** Begin PROVIDED RECORDS **

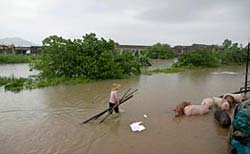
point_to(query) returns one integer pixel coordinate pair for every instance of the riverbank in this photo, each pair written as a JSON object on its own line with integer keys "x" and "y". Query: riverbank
{"x": 28, "y": 116}
{"x": 185, "y": 68}
{"x": 16, "y": 84}
{"x": 15, "y": 59}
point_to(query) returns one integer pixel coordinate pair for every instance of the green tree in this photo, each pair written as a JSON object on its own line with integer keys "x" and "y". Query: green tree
{"x": 88, "y": 57}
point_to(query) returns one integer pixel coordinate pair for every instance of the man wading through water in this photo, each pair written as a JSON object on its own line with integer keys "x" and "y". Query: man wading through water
{"x": 114, "y": 98}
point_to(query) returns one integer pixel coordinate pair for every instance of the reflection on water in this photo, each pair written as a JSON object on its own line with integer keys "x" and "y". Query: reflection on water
{"x": 47, "y": 120}
{"x": 17, "y": 70}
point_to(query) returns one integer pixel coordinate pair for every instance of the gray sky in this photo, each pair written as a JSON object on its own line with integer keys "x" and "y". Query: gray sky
{"x": 129, "y": 21}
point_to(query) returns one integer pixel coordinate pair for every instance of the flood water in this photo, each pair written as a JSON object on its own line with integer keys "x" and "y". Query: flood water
{"x": 47, "y": 120}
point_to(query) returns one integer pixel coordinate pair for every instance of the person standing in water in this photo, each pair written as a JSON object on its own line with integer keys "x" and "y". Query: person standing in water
{"x": 114, "y": 98}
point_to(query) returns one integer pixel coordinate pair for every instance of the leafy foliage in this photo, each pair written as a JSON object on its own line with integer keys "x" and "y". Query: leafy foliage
{"x": 198, "y": 57}
{"x": 88, "y": 57}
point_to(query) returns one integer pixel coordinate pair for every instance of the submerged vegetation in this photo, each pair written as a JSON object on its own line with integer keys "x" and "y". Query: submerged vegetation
{"x": 14, "y": 59}
{"x": 88, "y": 57}
{"x": 65, "y": 61}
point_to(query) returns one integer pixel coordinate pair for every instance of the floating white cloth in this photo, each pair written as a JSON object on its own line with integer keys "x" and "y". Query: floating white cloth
{"x": 136, "y": 126}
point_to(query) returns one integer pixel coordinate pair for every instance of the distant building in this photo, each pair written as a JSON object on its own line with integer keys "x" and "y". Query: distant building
{"x": 7, "y": 49}
{"x": 130, "y": 47}
{"x": 11, "y": 49}
{"x": 182, "y": 49}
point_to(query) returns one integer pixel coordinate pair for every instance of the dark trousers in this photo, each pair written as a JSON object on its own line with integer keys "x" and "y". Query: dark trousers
{"x": 111, "y": 105}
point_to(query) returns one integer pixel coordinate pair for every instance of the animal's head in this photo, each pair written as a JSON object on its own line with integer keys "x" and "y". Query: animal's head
{"x": 223, "y": 118}
{"x": 179, "y": 108}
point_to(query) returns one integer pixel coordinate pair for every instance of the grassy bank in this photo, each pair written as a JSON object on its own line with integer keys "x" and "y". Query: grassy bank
{"x": 14, "y": 59}
{"x": 17, "y": 84}
{"x": 185, "y": 68}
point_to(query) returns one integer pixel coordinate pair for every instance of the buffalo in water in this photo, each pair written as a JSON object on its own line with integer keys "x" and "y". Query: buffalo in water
{"x": 223, "y": 118}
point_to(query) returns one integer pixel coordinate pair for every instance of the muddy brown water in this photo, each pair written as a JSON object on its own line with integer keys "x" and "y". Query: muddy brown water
{"x": 47, "y": 120}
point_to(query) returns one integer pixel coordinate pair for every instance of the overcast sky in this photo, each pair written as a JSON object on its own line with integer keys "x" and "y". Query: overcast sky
{"x": 141, "y": 22}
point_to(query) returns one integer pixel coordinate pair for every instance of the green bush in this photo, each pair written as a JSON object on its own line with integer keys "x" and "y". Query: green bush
{"x": 88, "y": 57}
{"x": 198, "y": 57}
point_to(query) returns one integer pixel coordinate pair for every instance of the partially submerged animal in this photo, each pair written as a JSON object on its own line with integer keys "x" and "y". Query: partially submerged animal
{"x": 196, "y": 110}
{"x": 179, "y": 108}
{"x": 223, "y": 118}
{"x": 186, "y": 108}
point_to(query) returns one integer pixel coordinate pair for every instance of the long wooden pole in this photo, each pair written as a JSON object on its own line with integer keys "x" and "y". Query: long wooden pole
{"x": 126, "y": 98}
{"x": 246, "y": 75}
{"x": 124, "y": 95}
{"x": 112, "y": 110}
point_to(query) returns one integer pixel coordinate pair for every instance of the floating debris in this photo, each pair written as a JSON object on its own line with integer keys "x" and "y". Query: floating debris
{"x": 136, "y": 126}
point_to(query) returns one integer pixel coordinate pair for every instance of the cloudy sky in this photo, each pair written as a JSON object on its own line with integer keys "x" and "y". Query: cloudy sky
{"x": 141, "y": 22}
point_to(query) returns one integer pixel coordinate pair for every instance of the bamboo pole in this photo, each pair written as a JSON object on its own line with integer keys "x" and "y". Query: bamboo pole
{"x": 126, "y": 98}
{"x": 111, "y": 111}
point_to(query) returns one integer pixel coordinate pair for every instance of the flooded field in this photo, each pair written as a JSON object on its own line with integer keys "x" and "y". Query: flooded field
{"x": 47, "y": 120}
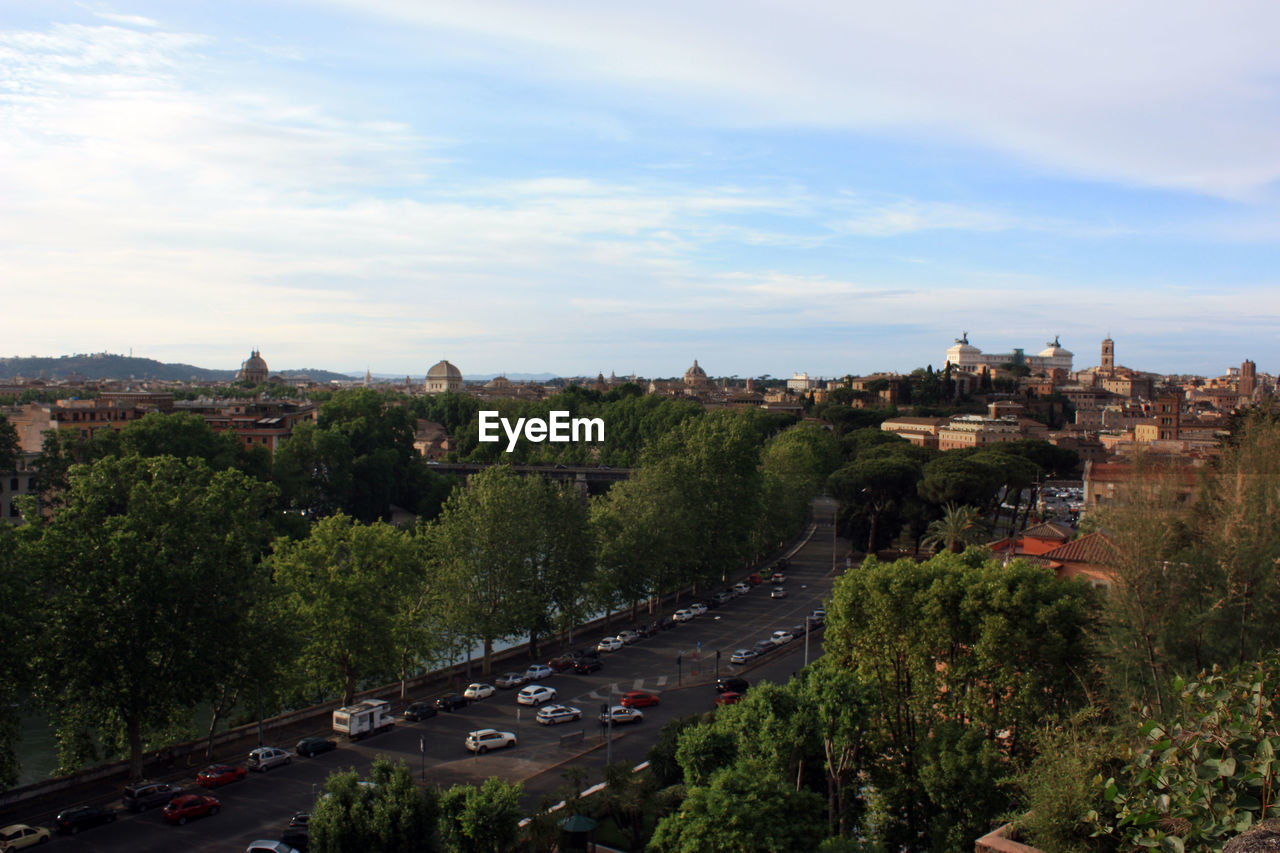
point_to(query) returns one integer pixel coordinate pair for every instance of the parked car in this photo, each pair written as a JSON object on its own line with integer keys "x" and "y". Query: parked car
{"x": 476, "y": 692}
{"x": 146, "y": 794}
{"x": 588, "y": 665}
{"x": 82, "y": 817}
{"x": 535, "y": 694}
{"x": 638, "y": 699}
{"x": 731, "y": 683}
{"x": 312, "y": 747}
{"x": 420, "y": 710}
{"x": 219, "y": 775}
{"x": 187, "y": 806}
{"x": 19, "y": 836}
{"x": 268, "y": 845}
{"x": 621, "y": 715}
{"x": 452, "y": 702}
{"x": 552, "y": 715}
{"x": 485, "y": 739}
{"x": 781, "y": 637}
{"x": 266, "y": 757}
{"x": 510, "y": 680}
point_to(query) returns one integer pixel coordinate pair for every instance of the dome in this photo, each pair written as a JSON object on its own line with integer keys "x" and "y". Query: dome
{"x": 1055, "y": 350}
{"x": 443, "y": 377}
{"x": 444, "y": 370}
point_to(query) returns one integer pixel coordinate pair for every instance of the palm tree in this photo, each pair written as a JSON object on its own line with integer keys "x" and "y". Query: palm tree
{"x": 959, "y": 525}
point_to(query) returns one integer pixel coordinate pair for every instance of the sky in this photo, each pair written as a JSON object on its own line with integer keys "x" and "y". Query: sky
{"x": 577, "y": 186}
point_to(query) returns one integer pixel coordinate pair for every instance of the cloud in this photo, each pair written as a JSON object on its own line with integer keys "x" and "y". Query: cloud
{"x": 1165, "y": 94}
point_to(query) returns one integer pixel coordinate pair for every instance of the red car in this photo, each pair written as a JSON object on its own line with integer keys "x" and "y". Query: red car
{"x": 638, "y": 699}
{"x": 219, "y": 775}
{"x": 183, "y": 808}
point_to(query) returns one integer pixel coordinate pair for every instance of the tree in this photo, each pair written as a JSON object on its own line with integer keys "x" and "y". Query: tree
{"x": 743, "y": 810}
{"x": 959, "y": 525}
{"x": 388, "y": 812}
{"x": 146, "y": 569}
{"x": 481, "y": 819}
{"x": 9, "y": 445}
{"x": 484, "y": 544}
{"x": 347, "y": 584}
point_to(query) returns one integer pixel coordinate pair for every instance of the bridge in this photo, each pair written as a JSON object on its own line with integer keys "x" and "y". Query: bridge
{"x": 586, "y": 479}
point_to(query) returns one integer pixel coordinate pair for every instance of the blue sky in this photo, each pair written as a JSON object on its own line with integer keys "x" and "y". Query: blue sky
{"x": 577, "y": 187}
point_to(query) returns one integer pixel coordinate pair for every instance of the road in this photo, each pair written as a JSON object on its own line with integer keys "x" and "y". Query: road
{"x": 261, "y": 804}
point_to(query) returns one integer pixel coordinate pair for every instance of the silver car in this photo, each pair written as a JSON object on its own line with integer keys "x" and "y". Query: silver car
{"x": 266, "y": 757}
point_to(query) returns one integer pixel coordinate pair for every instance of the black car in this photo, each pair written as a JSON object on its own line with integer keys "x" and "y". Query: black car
{"x": 310, "y": 747}
{"x": 417, "y": 711}
{"x": 82, "y": 817}
{"x": 452, "y": 702}
{"x": 731, "y": 684}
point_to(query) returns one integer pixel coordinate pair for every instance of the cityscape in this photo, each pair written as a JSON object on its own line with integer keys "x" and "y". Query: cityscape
{"x": 763, "y": 428}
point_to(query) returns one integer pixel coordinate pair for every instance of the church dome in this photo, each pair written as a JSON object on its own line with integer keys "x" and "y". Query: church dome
{"x": 695, "y": 375}
{"x": 443, "y": 377}
{"x": 1055, "y": 350}
{"x": 443, "y": 370}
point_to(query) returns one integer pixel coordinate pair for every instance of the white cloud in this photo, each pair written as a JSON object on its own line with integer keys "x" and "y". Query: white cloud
{"x": 1174, "y": 92}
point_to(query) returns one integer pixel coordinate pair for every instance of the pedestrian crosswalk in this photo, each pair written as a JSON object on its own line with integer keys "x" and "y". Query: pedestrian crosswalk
{"x": 618, "y": 688}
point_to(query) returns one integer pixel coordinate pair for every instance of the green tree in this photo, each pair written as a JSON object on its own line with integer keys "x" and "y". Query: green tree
{"x": 484, "y": 544}
{"x": 959, "y": 525}
{"x": 388, "y": 812}
{"x": 347, "y": 584}
{"x": 743, "y": 810}
{"x": 146, "y": 569}
{"x": 483, "y": 819}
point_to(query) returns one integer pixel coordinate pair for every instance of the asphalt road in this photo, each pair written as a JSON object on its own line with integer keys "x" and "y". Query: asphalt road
{"x": 261, "y": 804}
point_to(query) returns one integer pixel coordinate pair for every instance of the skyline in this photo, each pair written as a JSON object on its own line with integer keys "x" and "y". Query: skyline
{"x": 575, "y": 190}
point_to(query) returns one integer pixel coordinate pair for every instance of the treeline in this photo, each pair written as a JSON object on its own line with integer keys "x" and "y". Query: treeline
{"x": 176, "y": 569}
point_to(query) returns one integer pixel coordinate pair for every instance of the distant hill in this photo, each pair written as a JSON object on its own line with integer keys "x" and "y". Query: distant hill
{"x": 105, "y": 365}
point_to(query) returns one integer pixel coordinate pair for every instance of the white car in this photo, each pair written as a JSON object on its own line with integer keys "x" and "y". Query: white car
{"x": 535, "y": 694}
{"x": 481, "y": 740}
{"x": 553, "y": 714}
{"x": 479, "y": 692}
{"x": 266, "y": 757}
{"x": 620, "y": 715}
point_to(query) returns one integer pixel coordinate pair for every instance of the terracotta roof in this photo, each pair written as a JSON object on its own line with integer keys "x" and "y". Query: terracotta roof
{"x": 1050, "y": 530}
{"x": 1093, "y": 548}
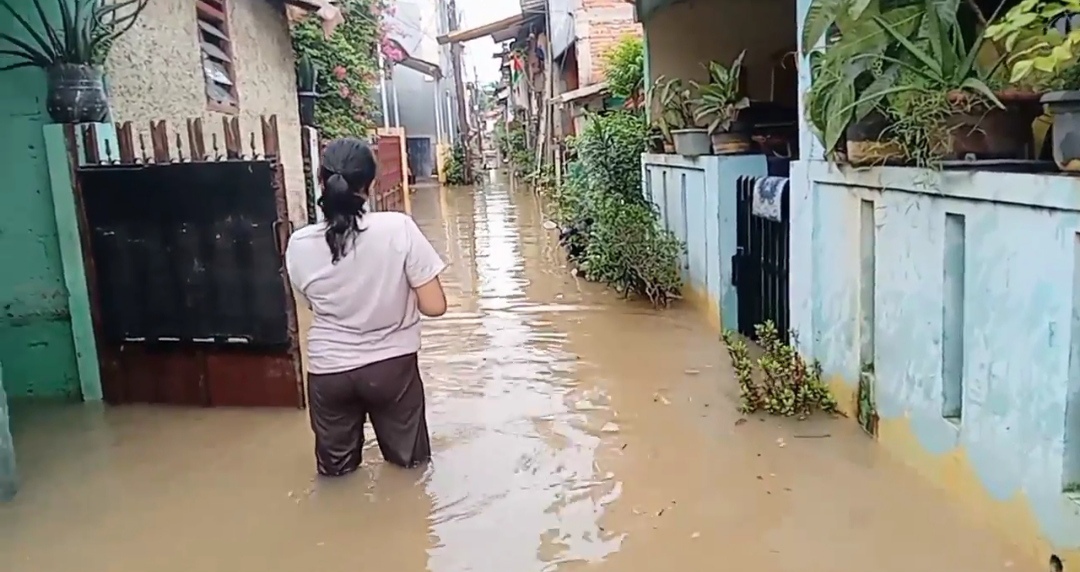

** End PROVIDED RECORDS **

**REQUIREMENT**
Copy the lines starting with the one that contains "of the treeline" and running through the end of the records, leaving the pictures out.

**TASK SOLUTION**
point_to(query) returns one integer pixel coordinate pair for every instance of the treeline in this photo, each pair written as a JSON object on its own line with integer keys "x" and "y". Query: treeline
{"x": 176, "y": 569}
point_to(query) returns one integer pixel coordinate pair for every instance of the distant hill in this photo, each pair written as a JSON object on its own line with integer keys "x" and "y". Query: distant hill
{"x": 105, "y": 365}
point_to(query) returns one integer pixel coordinate pair for every instance of the white car in this photo, each pair written as a JSON object on its own line with integer keys "x" and "y". Query: white car
{"x": 535, "y": 694}
{"x": 481, "y": 740}
{"x": 553, "y": 714}
{"x": 479, "y": 692}
{"x": 266, "y": 757}
{"x": 620, "y": 715}
point_to(query) returns one integer pixel coordinate pair for every instance of the terracotta roof in this photo, each pair written as a JSON object on its own line with integer keys "x" and "y". Query: terracotta roof
{"x": 1050, "y": 530}
{"x": 1093, "y": 548}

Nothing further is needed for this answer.